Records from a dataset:

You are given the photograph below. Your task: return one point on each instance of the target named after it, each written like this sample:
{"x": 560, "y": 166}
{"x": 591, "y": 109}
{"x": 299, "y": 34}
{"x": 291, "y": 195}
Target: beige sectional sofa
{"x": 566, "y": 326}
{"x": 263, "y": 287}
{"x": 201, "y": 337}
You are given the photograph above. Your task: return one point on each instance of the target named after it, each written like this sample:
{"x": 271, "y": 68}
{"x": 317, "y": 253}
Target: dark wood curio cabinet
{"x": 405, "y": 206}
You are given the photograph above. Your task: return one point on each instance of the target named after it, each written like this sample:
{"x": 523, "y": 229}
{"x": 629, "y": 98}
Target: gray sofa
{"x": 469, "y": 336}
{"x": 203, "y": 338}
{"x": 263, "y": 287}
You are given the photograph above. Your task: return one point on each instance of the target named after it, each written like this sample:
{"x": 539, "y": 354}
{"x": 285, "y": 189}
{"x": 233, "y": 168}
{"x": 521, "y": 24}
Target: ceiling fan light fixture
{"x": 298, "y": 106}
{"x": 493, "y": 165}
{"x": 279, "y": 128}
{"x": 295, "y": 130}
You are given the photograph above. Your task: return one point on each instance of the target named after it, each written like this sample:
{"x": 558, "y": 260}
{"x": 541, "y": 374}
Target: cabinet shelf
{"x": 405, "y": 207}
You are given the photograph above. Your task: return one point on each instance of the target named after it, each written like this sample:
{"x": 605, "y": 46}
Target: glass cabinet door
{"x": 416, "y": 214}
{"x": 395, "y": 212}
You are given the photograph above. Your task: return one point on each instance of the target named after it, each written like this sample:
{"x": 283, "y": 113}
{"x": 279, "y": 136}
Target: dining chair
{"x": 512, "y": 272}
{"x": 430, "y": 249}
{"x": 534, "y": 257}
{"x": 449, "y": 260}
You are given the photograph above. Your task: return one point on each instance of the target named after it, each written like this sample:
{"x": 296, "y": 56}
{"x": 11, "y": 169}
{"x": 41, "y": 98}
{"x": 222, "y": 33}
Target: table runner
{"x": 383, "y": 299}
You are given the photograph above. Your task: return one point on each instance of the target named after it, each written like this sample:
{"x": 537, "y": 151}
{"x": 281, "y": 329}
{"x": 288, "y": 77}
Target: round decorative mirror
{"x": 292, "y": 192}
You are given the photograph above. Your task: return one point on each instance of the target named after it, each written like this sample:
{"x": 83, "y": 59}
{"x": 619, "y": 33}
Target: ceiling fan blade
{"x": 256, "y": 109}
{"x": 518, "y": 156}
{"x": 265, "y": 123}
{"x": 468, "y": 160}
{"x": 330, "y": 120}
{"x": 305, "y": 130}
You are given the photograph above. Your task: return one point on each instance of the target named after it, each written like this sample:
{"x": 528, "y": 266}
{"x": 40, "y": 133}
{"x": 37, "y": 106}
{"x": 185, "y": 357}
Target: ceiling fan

## Short exercise
Gather every line of the items above that contains the word "sofa", and copy each of those lines in full.

## Written response
Target: beige sectional sofa
Target: gray sofa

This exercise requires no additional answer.